Rossi : "Je me suis obstiné parce que j'y croyais"

Jeune retraité des Grands Prix moto, Valentino Rossi assure que le MotoGP ne lui manque pas. Après y avoir dédié plus de la moitié de sa vie et avoir repoussé l'échéance au maximum, le champion italien assume parfaitement son choix et s'est déjà tourné vers d'autres plaisirs.

Valentino Rossi, Petronas Yamaha SRT

Photo de: Gold and Goose / Motorsport Images

Valentino Rossi s'apprête à lancer sa saison en GT World Challenge Europe, avec une première manche cette semaine à Imola au volant de l'Audi R8 LMS que lui confie le team WRT, et c'est désormais en spectateur qu'il suit le MotoGP, dont une nouvelle ère s'est ouverte en début de mois sans la star qui aura attiré les projecteurs durant pas moins de 26 ans. Cette longévité a souvent pu questionner au vu du manque de réussite du pilote italien ces dernières années. Titré pour la dernière fois en 2009, Rossi concède s'être entêté en poursuivant sa carrière jusque fin 2021, passant même dans une équipe satellite une fois remplacé au sein de la structure officielle Yamaha. Il l'a fait, explique-t-il, car jusqu’au bout il a cru dans sa capacité à retrouver les sommets.

:::

**Consigne 1:** Filtrez les entrées en recopiant chaque ligne qui contient la chaîne "tail", en respectant la casse.
L'article sur Valentino Rossi et les entrées sont deux documents sans lien entre eux.

:::

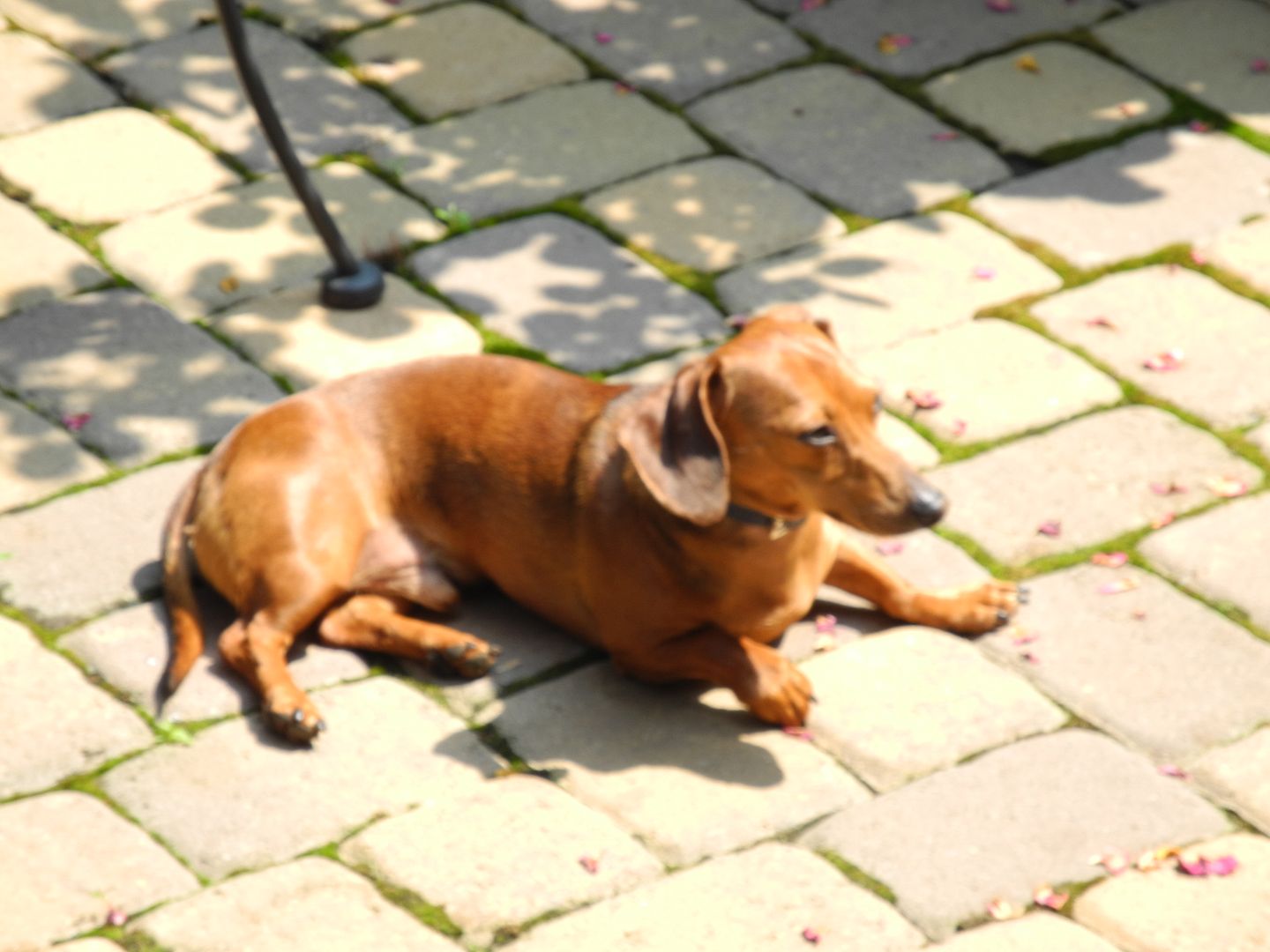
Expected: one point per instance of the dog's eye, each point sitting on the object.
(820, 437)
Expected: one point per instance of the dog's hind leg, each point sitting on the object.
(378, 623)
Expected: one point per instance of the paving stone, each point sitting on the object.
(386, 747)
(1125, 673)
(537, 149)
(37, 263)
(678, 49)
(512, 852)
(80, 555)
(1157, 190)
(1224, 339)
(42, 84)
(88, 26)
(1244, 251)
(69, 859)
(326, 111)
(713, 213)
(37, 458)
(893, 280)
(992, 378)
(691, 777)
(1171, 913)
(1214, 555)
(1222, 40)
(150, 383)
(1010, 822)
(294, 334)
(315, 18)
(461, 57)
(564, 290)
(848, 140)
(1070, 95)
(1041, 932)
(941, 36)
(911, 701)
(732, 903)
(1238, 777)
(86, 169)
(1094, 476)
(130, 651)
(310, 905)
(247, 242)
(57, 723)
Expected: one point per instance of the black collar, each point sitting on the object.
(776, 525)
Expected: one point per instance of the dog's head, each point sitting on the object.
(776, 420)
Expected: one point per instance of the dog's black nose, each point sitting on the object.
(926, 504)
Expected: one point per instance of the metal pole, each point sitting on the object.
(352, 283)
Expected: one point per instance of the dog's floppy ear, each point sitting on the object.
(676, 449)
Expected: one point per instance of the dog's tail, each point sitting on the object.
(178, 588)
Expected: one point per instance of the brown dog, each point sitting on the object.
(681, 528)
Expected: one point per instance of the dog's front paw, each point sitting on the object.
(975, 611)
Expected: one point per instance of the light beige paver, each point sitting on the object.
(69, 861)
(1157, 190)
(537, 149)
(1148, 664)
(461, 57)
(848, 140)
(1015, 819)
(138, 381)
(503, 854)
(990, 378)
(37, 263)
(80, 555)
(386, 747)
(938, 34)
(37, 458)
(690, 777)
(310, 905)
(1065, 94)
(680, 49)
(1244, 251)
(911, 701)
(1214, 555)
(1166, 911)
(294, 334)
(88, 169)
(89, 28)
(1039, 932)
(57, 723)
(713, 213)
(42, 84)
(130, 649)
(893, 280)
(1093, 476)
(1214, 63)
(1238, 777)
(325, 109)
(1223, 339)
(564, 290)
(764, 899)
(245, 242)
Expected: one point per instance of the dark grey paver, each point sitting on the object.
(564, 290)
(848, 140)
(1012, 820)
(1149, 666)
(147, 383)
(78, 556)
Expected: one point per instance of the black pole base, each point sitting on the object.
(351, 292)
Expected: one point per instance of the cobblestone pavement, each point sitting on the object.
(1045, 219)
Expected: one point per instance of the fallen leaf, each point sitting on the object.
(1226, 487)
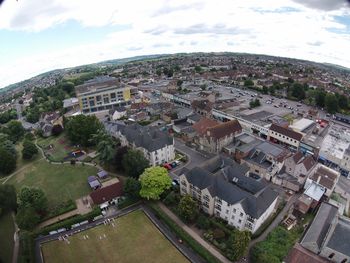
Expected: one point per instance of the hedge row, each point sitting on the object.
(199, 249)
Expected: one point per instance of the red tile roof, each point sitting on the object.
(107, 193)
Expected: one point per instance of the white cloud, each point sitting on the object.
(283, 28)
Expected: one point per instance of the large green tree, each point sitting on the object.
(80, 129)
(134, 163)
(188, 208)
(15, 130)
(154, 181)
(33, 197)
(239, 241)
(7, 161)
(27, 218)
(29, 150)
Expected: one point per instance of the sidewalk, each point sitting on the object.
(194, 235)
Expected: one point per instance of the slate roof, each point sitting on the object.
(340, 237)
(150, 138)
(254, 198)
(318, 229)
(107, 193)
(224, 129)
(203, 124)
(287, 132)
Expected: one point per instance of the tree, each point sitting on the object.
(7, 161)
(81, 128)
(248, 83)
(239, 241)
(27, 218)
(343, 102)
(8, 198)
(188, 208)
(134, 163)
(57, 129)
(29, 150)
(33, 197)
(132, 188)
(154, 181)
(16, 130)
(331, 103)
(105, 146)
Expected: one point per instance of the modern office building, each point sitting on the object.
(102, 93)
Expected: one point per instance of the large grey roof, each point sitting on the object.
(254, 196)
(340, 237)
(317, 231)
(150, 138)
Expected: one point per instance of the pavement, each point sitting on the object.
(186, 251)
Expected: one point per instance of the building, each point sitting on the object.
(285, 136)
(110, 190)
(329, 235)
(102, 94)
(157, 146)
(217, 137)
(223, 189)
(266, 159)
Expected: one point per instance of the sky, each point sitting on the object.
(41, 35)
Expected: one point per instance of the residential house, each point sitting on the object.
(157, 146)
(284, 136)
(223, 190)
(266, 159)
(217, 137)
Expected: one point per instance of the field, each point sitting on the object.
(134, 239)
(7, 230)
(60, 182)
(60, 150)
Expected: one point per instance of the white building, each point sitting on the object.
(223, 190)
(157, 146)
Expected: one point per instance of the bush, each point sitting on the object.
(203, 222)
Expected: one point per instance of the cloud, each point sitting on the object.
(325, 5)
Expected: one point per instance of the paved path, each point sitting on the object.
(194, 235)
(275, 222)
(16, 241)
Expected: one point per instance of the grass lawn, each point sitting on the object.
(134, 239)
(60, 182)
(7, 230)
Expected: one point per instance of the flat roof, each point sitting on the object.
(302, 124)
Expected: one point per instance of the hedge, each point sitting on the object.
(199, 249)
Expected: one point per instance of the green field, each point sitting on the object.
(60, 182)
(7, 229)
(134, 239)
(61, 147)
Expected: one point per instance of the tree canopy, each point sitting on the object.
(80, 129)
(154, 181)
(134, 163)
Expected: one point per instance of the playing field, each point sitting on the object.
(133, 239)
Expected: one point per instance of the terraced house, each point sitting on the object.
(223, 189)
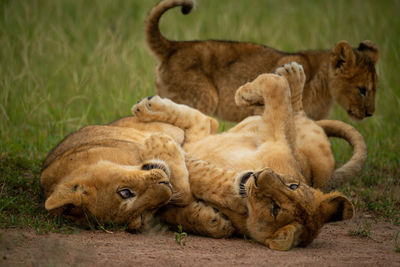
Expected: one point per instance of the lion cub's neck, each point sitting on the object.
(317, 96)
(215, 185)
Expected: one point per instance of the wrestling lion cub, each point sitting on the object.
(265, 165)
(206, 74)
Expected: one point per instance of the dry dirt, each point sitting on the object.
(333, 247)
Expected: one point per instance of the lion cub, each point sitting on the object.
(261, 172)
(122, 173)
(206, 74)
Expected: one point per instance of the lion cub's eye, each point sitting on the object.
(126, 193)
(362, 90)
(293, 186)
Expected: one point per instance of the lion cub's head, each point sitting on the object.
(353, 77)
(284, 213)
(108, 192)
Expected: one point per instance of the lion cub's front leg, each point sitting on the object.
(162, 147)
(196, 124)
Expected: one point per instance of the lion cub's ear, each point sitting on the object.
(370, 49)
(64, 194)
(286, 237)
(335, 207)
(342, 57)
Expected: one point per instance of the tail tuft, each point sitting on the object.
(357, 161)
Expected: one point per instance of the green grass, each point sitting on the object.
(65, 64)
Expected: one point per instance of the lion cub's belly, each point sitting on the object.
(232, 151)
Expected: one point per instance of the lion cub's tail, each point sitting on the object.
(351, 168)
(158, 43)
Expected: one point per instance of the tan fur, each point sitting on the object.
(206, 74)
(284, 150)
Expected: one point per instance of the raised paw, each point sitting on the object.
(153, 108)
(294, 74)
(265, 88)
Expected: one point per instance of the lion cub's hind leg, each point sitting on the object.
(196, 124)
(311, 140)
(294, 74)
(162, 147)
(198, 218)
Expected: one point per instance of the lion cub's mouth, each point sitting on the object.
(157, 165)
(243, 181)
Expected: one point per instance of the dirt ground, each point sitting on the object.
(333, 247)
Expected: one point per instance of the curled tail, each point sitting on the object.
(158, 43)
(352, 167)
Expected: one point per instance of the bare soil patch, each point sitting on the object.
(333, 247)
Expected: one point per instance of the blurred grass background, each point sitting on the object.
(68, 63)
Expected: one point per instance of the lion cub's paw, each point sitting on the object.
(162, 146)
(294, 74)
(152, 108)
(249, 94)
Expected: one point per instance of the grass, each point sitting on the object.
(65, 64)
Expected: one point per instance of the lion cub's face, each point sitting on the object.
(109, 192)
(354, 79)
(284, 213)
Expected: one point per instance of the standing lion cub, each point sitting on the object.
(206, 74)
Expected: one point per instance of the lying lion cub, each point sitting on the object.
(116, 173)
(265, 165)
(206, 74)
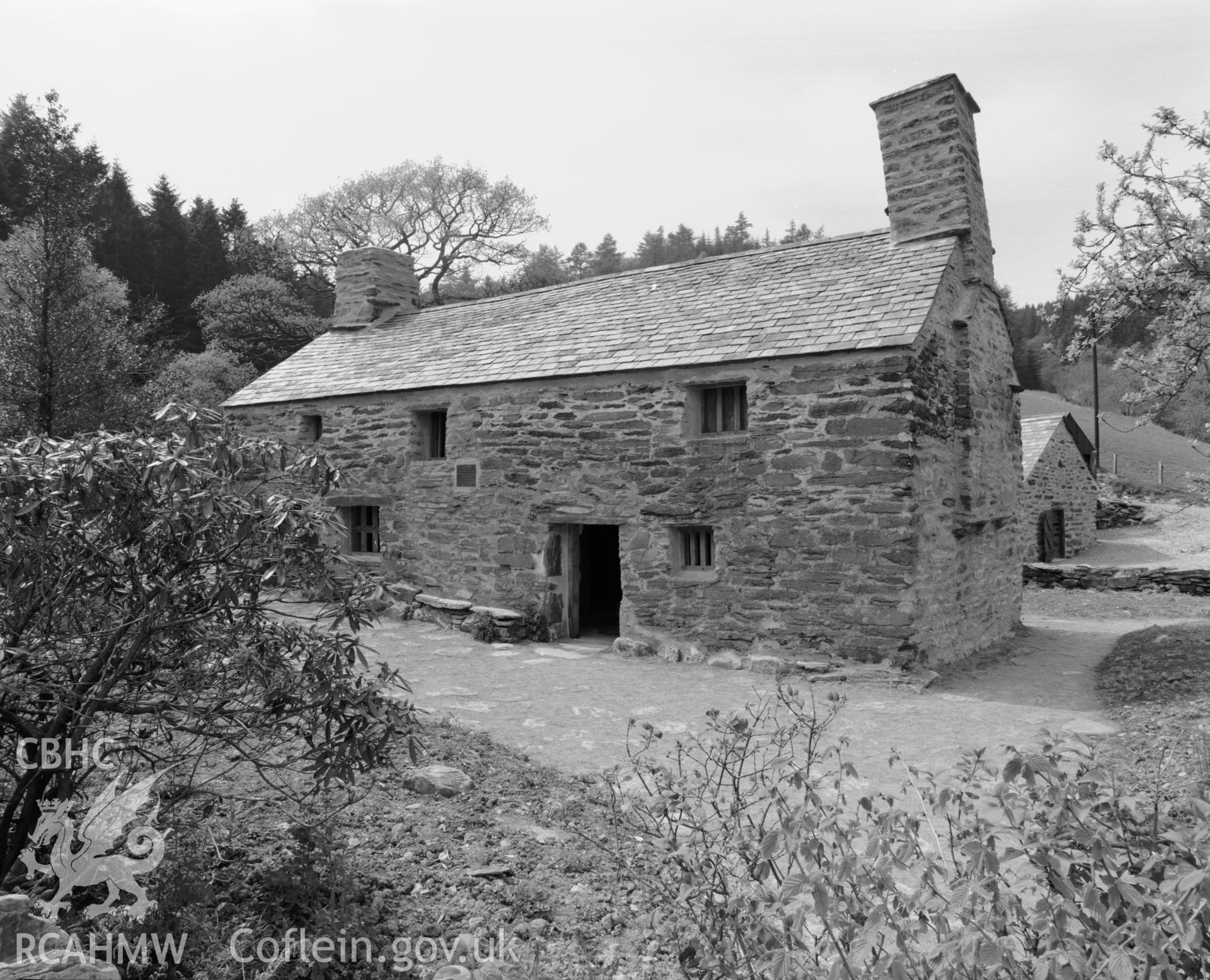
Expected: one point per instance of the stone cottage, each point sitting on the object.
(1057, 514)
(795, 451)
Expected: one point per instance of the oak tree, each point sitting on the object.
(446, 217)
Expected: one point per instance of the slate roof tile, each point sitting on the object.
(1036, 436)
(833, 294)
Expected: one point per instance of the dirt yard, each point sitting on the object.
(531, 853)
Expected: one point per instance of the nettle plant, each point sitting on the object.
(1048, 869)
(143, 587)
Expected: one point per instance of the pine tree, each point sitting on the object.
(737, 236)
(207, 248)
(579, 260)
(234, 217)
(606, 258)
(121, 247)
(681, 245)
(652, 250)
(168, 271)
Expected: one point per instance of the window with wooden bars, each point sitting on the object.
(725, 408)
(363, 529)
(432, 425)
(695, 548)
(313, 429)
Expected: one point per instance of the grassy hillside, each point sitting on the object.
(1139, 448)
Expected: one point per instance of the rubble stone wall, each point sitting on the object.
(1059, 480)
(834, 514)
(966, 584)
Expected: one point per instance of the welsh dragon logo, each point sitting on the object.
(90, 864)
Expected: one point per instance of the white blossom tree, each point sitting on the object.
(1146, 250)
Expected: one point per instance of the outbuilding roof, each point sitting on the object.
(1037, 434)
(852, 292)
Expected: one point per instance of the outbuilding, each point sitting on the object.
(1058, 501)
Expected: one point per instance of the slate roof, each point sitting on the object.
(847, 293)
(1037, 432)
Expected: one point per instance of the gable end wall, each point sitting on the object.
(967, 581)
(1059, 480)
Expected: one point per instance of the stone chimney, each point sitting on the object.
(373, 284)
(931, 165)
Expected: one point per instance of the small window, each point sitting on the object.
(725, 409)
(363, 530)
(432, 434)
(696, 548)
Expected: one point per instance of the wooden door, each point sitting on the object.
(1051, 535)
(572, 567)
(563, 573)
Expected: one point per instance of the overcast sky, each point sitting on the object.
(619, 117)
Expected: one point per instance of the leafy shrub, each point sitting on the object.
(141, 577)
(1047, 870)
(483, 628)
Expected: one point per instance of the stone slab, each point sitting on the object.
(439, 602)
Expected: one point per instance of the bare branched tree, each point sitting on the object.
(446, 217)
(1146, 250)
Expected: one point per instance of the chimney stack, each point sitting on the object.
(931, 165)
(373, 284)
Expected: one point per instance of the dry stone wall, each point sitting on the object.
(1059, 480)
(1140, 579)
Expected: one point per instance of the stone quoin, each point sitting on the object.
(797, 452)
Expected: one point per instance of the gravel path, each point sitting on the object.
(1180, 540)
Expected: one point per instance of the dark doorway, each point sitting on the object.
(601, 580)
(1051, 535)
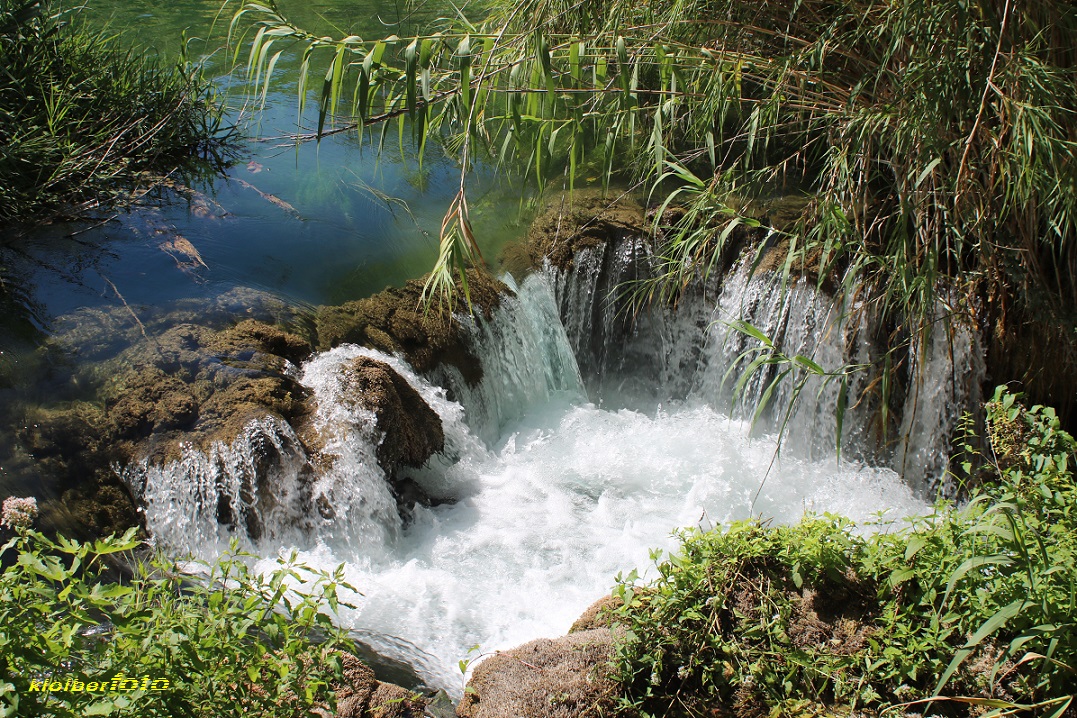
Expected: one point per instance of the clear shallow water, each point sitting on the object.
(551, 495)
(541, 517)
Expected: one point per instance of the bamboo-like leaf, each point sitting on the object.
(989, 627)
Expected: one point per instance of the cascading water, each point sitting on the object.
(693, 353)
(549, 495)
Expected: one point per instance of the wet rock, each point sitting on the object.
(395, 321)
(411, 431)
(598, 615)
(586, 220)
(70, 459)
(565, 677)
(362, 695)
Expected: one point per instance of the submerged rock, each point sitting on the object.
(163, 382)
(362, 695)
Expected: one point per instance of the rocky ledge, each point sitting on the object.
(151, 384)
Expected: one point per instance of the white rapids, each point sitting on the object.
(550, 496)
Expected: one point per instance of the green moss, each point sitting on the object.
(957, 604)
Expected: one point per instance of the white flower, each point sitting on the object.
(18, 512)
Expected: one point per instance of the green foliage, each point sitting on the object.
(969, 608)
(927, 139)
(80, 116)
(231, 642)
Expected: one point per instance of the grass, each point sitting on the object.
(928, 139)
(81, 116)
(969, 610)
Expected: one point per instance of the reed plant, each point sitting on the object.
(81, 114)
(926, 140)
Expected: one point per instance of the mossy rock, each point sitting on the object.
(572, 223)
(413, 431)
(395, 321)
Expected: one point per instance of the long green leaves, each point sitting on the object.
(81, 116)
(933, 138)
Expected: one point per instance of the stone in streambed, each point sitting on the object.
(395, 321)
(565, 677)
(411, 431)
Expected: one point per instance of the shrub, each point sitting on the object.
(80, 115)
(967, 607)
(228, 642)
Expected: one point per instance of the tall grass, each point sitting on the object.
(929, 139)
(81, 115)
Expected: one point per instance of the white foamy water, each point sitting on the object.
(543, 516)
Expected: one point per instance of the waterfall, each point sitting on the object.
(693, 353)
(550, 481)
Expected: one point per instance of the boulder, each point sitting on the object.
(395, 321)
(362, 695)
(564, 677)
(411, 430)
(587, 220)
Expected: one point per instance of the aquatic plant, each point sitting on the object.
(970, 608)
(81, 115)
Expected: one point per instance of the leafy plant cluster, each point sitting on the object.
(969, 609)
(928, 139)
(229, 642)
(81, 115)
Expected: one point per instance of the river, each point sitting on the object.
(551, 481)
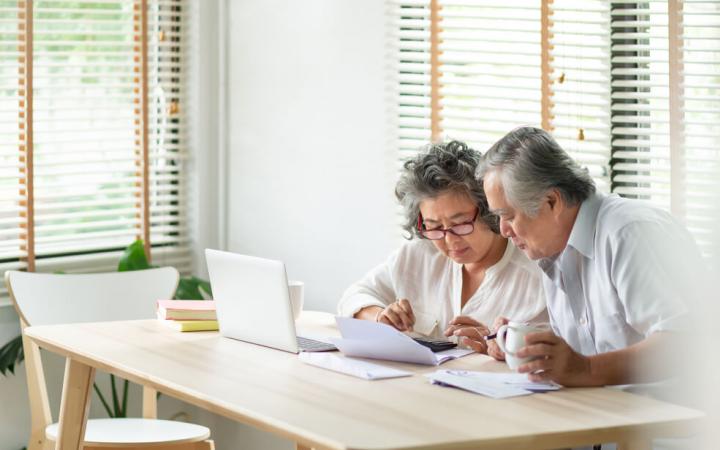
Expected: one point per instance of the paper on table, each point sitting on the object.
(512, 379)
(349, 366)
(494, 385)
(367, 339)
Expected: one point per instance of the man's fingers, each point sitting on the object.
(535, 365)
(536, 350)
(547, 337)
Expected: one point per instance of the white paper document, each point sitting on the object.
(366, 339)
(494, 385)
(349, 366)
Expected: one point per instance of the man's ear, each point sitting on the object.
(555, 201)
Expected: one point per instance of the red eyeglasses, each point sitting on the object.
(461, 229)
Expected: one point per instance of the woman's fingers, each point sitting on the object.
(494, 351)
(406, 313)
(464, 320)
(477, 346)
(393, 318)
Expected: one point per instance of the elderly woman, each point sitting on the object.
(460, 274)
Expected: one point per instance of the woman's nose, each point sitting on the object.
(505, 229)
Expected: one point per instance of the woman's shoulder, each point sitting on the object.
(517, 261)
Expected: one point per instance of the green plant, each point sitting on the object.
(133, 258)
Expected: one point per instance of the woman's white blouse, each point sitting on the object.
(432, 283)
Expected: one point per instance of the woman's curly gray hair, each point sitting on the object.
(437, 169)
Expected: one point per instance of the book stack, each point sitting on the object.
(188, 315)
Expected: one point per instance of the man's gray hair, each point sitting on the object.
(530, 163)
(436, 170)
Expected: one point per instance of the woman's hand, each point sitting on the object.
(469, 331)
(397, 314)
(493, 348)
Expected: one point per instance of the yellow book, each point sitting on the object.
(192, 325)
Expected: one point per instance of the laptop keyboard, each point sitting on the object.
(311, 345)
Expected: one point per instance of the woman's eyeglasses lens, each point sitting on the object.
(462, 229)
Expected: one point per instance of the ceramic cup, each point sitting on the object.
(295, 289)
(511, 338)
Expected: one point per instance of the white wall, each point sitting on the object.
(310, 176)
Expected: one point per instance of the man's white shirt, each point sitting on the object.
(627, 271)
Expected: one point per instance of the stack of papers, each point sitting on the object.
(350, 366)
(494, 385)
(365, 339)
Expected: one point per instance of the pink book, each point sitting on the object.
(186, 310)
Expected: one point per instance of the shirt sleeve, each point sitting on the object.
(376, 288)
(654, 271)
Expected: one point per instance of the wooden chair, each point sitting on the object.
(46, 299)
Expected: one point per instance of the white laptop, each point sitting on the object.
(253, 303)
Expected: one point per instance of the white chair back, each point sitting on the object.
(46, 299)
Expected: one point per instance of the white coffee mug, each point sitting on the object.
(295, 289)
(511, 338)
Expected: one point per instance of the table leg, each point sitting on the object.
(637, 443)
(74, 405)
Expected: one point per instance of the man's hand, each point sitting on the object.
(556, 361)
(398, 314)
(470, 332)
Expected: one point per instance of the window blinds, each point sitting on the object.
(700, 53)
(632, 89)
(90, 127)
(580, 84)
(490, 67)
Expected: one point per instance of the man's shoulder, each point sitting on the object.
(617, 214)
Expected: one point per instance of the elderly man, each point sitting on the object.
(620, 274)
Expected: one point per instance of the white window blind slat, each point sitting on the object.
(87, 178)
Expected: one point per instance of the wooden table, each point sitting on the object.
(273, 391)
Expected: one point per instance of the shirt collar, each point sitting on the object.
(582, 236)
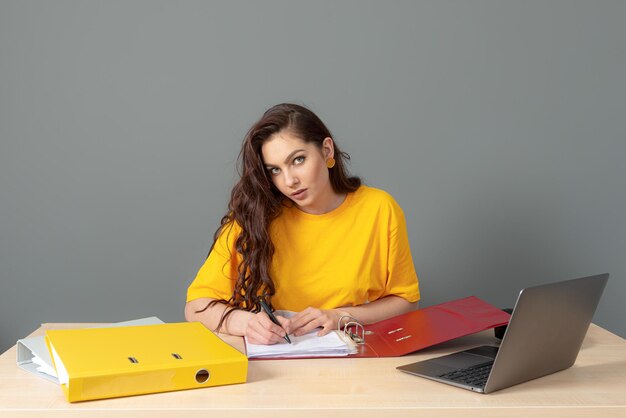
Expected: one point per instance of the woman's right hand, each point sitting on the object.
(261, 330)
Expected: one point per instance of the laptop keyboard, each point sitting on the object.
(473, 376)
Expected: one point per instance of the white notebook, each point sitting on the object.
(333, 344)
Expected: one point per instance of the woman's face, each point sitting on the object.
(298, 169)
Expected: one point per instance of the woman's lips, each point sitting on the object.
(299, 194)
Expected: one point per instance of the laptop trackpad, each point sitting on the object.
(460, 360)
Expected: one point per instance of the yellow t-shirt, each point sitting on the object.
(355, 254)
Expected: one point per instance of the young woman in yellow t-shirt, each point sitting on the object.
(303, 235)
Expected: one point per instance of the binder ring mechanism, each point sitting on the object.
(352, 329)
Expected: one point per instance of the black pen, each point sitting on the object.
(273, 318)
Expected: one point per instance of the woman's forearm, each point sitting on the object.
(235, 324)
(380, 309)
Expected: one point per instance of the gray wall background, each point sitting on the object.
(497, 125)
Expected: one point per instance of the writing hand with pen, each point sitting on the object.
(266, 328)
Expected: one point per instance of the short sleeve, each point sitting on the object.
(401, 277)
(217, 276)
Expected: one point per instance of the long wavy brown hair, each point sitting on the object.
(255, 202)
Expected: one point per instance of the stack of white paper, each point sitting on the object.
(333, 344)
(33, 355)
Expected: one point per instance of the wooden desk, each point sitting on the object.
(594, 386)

:::

**Consigne 2:** D'après l'article sur Valentino Rossi, quelle voiture le pilote conduit-il en GT World Challenge Europe, et pour quelle équipe ?

**Réponse rédigée 1:**
Expected: one point per instance of the dog's tail, each point sitting on the object.
Expected: one point per instance of the tail tuft, each point sitting on the object.
Expected: one point per instance of the lion cub's tail, each point sitting on the object.
Expected: one point per instance of the curled tail, each point sitting on the object.

**Réponse rédigée 2:** L'Audi R8 LMS, pour le team WRT.